> _PROMPT 1_: Retype the passage of the text on cooking blind that runs between "But, again, cutting, chopping, peeling" and "1030 (London time).", inclusive, with no changes.
> _PROMPT 2_: Extend the text on cooking blind with new sentences that follow on from the point where it stops.

━━━━━ READING TEXT ━━━━━

Laziness rather than a recipe.

Have you ever tried eating with your eyes shut?   The main problem is trying to cut up food that you can’t see: how big is the piece?  Is it completely detached?   Is it dripping with sauce?

Instead of all the messy confusion, as a blind cook, I tend to do all the chopping up while I’m cooking: meat; vegetables; anything else.   That way, I can just use a fork to find each mouthful with more chances of success.

But, again, cutting, chopping, peeling etc aren’t as straightforward when you can’t see.   Next week, we are doing a Masterclass of roast vegetables with all the right equipment to share tips and practical solutions: Monday 10 January at 1030 (London time).

━━━━━ PROVIDED DATA ━━━━━

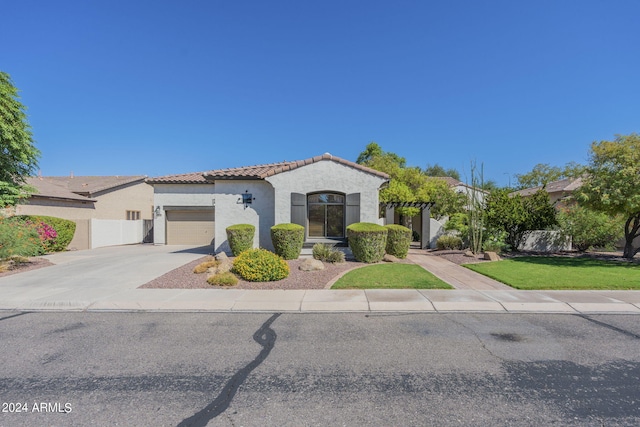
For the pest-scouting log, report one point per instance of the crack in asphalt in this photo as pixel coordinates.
(14, 315)
(608, 326)
(266, 337)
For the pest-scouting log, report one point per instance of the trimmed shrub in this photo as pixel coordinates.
(260, 265)
(223, 279)
(287, 240)
(327, 253)
(18, 237)
(398, 240)
(204, 266)
(449, 242)
(55, 233)
(240, 237)
(367, 241)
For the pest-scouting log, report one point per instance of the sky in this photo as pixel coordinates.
(158, 87)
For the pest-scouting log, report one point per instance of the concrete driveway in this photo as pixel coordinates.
(95, 273)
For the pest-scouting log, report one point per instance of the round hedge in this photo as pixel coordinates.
(260, 265)
(367, 241)
(287, 240)
(240, 237)
(398, 240)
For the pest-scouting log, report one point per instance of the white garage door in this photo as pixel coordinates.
(190, 227)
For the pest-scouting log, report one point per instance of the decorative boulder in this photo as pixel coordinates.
(491, 256)
(310, 264)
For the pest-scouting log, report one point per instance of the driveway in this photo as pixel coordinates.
(96, 273)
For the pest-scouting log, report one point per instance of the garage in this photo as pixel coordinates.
(190, 227)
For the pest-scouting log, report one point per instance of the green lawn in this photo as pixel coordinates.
(390, 276)
(561, 273)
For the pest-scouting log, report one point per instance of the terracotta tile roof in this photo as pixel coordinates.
(567, 185)
(185, 178)
(258, 171)
(264, 171)
(451, 182)
(90, 185)
(51, 190)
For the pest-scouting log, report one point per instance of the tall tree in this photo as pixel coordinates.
(612, 184)
(542, 174)
(18, 154)
(437, 170)
(410, 184)
(517, 215)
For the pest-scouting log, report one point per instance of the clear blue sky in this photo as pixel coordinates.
(163, 87)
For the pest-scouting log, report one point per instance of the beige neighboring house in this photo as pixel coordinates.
(107, 210)
(558, 191)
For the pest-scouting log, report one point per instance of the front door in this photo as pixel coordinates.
(326, 215)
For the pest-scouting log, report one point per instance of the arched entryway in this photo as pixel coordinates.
(326, 213)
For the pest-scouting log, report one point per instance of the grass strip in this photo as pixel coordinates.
(390, 276)
(561, 273)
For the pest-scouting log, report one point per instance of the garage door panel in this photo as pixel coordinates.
(190, 227)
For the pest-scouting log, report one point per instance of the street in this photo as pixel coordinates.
(342, 369)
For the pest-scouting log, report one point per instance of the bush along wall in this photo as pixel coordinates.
(398, 240)
(287, 240)
(240, 237)
(260, 265)
(55, 233)
(367, 241)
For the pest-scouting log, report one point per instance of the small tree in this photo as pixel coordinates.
(518, 216)
(18, 155)
(588, 228)
(476, 209)
(612, 184)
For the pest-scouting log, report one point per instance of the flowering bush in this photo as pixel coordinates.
(260, 265)
(55, 233)
(19, 239)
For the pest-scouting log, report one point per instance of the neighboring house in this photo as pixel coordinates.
(324, 194)
(558, 191)
(100, 206)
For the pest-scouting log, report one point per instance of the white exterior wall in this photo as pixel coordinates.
(230, 210)
(113, 232)
(178, 195)
(326, 176)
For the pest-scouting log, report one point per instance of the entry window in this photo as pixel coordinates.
(326, 215)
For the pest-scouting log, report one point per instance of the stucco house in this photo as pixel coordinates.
(107, 210)
(324, 194)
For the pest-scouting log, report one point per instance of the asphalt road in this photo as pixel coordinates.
(264, 369)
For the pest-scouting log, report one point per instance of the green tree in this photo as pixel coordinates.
(18, 155)
(612, 184)
(588, 228)
(437, 170)
(542, 174)
(410, 184)
(517, 216)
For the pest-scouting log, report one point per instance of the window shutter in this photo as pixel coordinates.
(353, 209)
(299, 209)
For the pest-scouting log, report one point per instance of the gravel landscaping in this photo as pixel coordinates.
(184, 278)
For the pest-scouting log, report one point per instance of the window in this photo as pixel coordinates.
(326, 215)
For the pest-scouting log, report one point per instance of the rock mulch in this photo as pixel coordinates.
(184, 278)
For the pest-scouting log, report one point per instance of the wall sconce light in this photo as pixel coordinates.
(247, 198)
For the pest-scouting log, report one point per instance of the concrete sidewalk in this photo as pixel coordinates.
(108, 279)
(455, 275)
(320, 300)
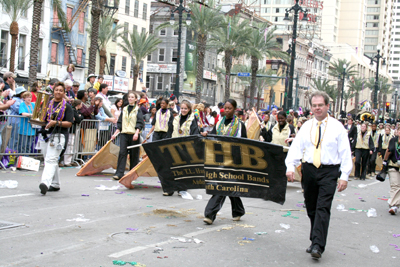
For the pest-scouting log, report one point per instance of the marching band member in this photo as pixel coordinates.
(59, 118)
(372, 159)
(229, 125)
(162, 122)
(364, 146)
(383, 141)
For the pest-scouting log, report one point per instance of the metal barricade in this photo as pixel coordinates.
(17, 136)
(91, 137)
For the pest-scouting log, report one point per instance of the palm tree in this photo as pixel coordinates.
(356, 86)
(107, 33)
(336, 70)
(261, 45)
(138, 46)
(15, 9)
(204, 21)
(231, 38)
(97, 8)
(37, 14)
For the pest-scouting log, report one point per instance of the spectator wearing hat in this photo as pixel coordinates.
(142, 106)
(90, 81)
(100, 80)
(15, 121)
(9, 82)
(75, 88)
(69, 75)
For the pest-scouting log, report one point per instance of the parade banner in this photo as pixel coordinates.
(224, 165)
(178, 162)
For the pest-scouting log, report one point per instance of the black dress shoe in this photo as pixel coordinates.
(316, 253)
(43, 188)
(51, 188)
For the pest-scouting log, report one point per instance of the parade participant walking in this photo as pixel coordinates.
(383, 142)
(129, 124)
(283, 132)
(392, 154)
(363, 146)
(372, 158)
(59, 118)
(162, 122)
(323, 143)
(229, 125)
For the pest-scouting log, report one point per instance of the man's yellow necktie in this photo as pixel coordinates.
(317, 151)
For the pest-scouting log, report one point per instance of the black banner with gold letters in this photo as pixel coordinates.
(232, 166)
(179, 162)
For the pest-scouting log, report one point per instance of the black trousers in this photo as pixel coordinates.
(125, 141)
(215, 204)
(362, 156)
(371, 162)
(319, 188)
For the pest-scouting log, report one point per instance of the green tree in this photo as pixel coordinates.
(231, 38)
(356, 86)
(336, 70)
(204, 21)
(261, 44)
(97, 8)
(107, 33)
(15, 9)
(36, 18)
(138, 46)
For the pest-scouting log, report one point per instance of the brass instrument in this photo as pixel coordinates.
(40, 110)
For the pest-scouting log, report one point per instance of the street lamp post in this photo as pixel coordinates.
(377, 57)
(344, 76)
(296, 8)
(180, 10)
(395, 105)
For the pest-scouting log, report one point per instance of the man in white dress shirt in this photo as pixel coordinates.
(327, 156)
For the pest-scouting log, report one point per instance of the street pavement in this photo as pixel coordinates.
(83, 226)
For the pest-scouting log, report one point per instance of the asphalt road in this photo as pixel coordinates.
(83, 226)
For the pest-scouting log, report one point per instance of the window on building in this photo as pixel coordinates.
(112, 64)
(126, 29)
(172, 82)
(136, 12)
(69, 16)
(21, 52)
(123, 66)
(159, 82)
(127, 5)
(3, 48)
(161, 54)
(114, 39)
(54, 53)
(147, 81)
(144, 11)
(66, 55)
(81, 27)
(175, 55)
(133, 63)
(39, 66)
(79, 55)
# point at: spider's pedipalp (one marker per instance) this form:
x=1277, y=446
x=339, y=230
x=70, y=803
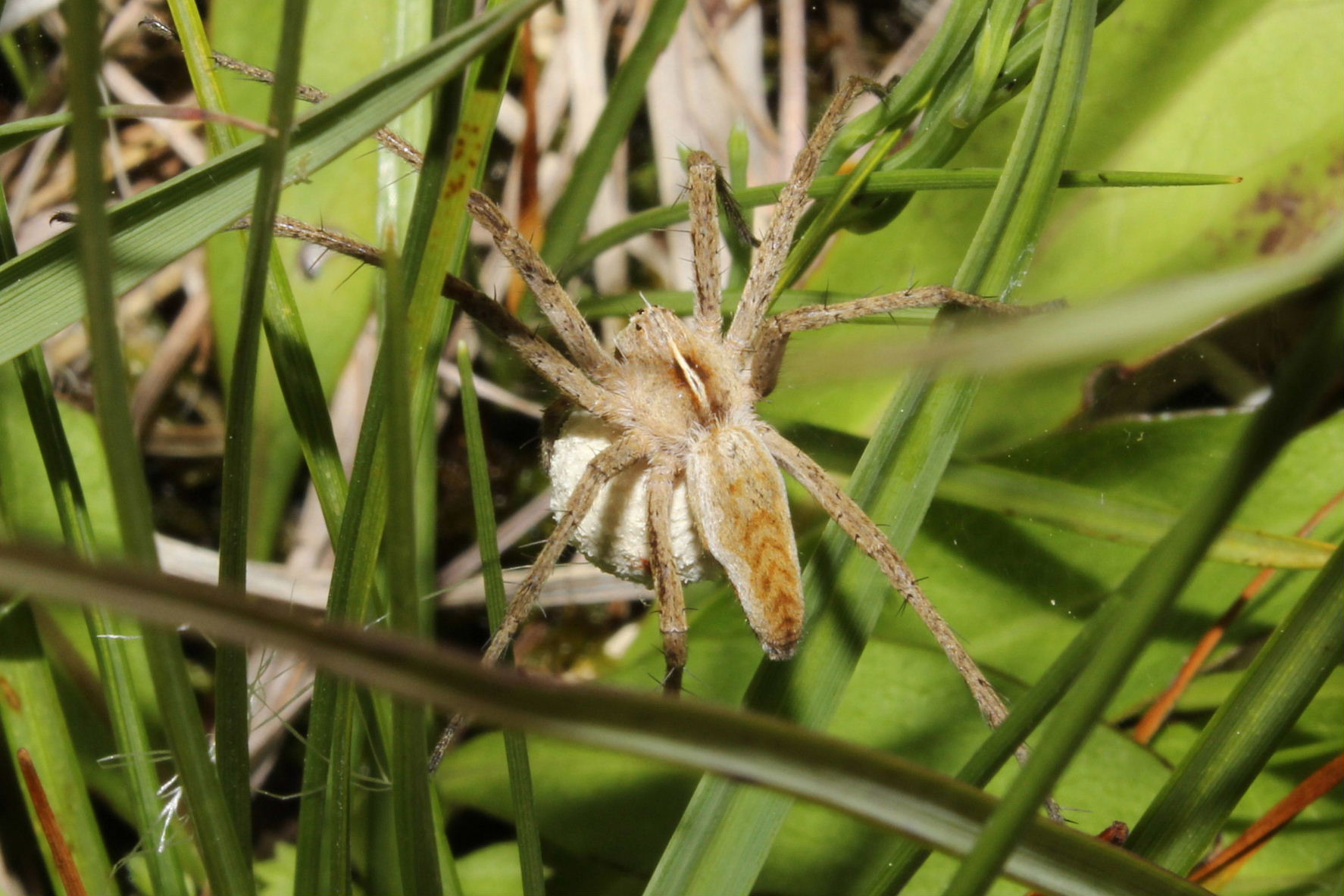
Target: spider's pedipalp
x=663, y=569
x=760, y=289
x=702, y=182
x=552, y=298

━━━━━

> _TASK RESULT 1_:
But, again, cutting, chopping, peeling etc aren’t as straightforward when you can’t see.   Next week, we are doing a Masterclass of roast vegetables with all the right equipment to share tips and practical solutions: Monday 10 January at 1030 (London time).

> _TASK RESULT 2_:
You don’t need to be blind to take part so please sign up – no cost and there will be lots of time for sharing ideas:

Eventbrite link:

Register here for Roast Vegetables baking session 10th January 2022

 

OSH Website link:

https://www.opensight.org.uk/event/baking-blind-with-penny-roast-vegetables

 

Facebook link:

https://www.facebook.com/events/218142287175775

 

On a similar topic, roast potatoes that you could part-prepare were a whole new concept this Christmas but they worked perfectly.   I peeled enough for two days, tipped the chunks into cold salted water and brought them to a simmer for a couple of minutes.   Drained and tipped into foil trays, they just needed liberal anointment with goose fat or oil.   One tray went into a hot oven (200C, Gas 6) for 30-45 minutes, basting halfway.   The other tray was covered and popped in the fridge overnight.   Next day, they cooked even more quickly and were just as good.

 

Hope you can join us on Monday.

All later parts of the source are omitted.